Selected text section start
The first crucial issue with which this Directive is concerned is that of the representation of shareholders at general meetings; that is, the exercise of voting rights not by the shareholders themselves but by intermediaries – representatives – or by means of proxy voting.
There are widely differing rules for this in the EU, some of them highly restrictive. The compromise reached in the end makes representation possible in principle, but subject to a transparent procedure, and also gives the Member States the opportunity of prohibiting representation by national law in the event of conflicts of interest.
A second important area is the issue of the right to ask questions. The problem here is that the traditions and, in particular, related legal consequences, rights of challenge and similar points vary greatly between Member States. The scale ranges from Member States where questions can be asked but do not need to be answered, to Member States where questions have to be answered correctly and, if they are not, resolutions adopted at general meetings can be declared null and void.
A compromise has been reached on this that lays down the right of shareholders – owners – to ask questions in principle, but does enable Member States to make sensible adjustments and also limited restrictions to the right to ask questions in accordance with their own legal traditions, without calling this right into question in principle.
As Commissioner Almunia mentioned, a number of issues could not be resolved definitively with this Directive. This is partly owing to legal systems. An example is the legal relationship between shareholder and representative. Indeed, this has no place in a Directive concerned with company law, as matters such as this belong in contract law, which is why the Council and Parliament subsequently agreed to deal with it in a separate recommendation, a separate legal act.
Selected text section end
◆ Task requirements:
1 > Which kinds of law does the shareholder-rights passage above name? List every one.
2 > Can you write the next few sentences of the shareholder-rights passage above, picking up right after its final sentence?
Entries shown section start
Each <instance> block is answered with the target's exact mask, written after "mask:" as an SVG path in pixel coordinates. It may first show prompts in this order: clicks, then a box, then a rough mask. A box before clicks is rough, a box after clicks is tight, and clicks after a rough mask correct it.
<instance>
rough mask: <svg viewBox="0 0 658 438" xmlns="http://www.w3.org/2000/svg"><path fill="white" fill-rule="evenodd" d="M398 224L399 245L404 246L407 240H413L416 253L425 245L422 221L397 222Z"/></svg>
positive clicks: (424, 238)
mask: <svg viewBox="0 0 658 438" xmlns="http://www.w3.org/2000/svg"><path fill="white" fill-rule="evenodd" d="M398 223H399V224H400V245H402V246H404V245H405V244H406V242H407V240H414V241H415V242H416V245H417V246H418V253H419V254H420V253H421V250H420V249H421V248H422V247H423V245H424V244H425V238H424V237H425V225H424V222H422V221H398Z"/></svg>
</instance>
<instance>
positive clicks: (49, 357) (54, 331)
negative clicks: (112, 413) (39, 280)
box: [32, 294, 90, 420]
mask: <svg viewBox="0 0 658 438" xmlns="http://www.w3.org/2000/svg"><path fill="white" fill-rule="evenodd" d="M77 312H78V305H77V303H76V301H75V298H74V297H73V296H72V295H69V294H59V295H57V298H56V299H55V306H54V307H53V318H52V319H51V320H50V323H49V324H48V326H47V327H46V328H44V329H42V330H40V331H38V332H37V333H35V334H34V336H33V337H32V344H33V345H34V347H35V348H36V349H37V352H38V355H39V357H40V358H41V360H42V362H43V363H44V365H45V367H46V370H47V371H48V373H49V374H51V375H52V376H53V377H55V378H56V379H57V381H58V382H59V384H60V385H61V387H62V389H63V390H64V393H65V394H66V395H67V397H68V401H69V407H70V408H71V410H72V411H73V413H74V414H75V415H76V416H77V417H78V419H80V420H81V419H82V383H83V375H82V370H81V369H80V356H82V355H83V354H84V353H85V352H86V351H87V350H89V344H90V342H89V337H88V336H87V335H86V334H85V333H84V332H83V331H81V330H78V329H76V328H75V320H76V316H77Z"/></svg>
Entries shown section end
◆ Results for the exercise:
1 > national law, company law, contract law

2 >
The same goes for the subject of the languages used. In this regard, the co-rapporteur Mr Klinz from the Committee on Economic and Monetary Affairs had made the – undoubtedly constructive – suggestion of providing for similar rules to those in the Transparency Directive. Here, too, however, we later decided – following the negotiations – that, in systematic terms, it would be better to regulate this within the framework of a recommendation than in this specific text. Consequently, this issue, too, will have to be resolved in the separate legal act.
All in all, I should say that, from my point of view, we have managed to solve the multitude of problems that existed when we started dealing with this Directive. It is true that they have not all been solved one hundred per cent satisfactorily, there is no question about that – this is normal when one has to reach compromises. Ultimately, however, they have been solved in a way that enabled the solution to obtain unanimous support in both the Council and the Committee on Legal Affairs.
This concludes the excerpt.